**Complete the following:**
a: In the YS624 sale thread, turn the paragraph beginning "$200 is definitely a fair price" into a short bulleted list that keeps its main points.
b: Write out the stretch of the entries from the line that contains "the marble tile" through the end of the entries, reproducing every character unchanged.

**Source document:**
# YS624 for Sale - Grand Rapids, MI



## Tonamy76 (Dec 18, 2016)

Hello Everyone,

I have a YS624 for sale. I purchased a house and the previous owner left it in the garage. He left gas in the tank and it won't start. I have both original keys. I purchased a Cub Cadet because I can't get anyone to work on it locally. I'm asking $200 which based on other forums here, seems to be a fair asking price. I'm located in Grand Rapids, MI and whoever wants it would need to arrange transportation. I'm not mechanically inclined, I prefer electronics, so I have no idea if it has any other issues besides having the gas left in it. I can take more pictures if you have specific questions. I can tell you it has the metal gas tank, not the plastic one, and as you can see from the picture it has the tracks, not the wheels. It does NOT have the headlight on it, but it does have the wiring for it. Also, you can shift through all the gears with no issue, as I've read sometimes those stick. If you have any other questions, please post a message here or send me a message and I will answer as much as I know. Thanks.


----------



## leonz (Dec 12, 2014)

That is going to be a hard sell with the augers worn than much.


----------



## YSHSfan (Jun 25, 2014)

$200 is definitely a fair price. Tracks seem in pretty good condition. Augers look worn but not that bad. Shifting easy thru the gears is a plus. Body doesn't look badly rusted and rust inside auger housing is not terrible.

**Extracted information:**

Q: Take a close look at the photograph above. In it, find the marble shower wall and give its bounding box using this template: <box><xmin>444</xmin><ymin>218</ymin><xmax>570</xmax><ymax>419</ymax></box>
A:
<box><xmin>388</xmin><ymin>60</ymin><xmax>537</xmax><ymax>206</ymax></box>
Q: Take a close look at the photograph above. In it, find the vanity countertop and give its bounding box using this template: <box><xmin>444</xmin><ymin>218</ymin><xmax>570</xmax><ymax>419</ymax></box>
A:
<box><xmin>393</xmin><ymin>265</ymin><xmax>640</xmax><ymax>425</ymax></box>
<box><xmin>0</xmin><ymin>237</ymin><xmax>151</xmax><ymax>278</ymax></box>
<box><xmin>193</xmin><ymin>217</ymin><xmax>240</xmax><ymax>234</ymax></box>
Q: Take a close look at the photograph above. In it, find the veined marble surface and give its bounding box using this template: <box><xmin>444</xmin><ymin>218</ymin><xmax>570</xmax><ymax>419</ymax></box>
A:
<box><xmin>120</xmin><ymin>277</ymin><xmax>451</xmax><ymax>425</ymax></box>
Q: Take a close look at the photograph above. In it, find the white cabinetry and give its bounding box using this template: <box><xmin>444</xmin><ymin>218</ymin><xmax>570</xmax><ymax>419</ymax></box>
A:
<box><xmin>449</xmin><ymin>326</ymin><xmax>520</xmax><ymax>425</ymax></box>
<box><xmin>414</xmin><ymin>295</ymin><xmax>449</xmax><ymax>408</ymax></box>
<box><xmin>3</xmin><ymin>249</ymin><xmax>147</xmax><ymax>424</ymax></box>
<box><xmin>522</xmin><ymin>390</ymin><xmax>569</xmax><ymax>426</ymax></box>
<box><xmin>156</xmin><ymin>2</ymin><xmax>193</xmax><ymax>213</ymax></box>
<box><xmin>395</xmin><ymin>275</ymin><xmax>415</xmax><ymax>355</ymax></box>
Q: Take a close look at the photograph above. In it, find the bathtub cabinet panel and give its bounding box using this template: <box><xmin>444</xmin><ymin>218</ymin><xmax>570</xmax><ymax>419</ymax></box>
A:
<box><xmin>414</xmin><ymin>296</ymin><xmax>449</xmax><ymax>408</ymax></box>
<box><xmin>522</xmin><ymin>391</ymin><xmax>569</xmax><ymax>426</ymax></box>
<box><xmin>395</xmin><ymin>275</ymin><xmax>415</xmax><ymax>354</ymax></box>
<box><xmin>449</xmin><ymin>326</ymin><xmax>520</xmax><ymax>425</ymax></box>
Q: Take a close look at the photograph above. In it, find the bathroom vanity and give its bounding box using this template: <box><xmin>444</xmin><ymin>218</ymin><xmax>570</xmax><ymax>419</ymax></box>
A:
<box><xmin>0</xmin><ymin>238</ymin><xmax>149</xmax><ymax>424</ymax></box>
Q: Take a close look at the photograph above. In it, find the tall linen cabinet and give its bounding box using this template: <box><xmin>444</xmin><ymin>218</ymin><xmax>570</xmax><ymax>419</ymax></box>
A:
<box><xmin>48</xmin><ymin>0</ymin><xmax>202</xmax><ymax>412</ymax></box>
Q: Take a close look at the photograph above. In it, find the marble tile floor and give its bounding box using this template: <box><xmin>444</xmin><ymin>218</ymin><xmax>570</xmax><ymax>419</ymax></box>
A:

**Exercise solutions:**
a:
- $200 is a fair price.
- The tracks seem in pretty good condition.
- The augers look worn, but not that bad.
- Shifting easily through the gears is a plus.
- The body doesn't look badly rusted, and the rust inside the auger housing is not terrible.

b:
Q: Take a close look at the photograph above. In it, find the marble tile floor and give its bounding box using this template: <box><xmin>444</xmin><ymin>218</ymin><xmax>570</xmax><ymax>419</ymax></box>
A:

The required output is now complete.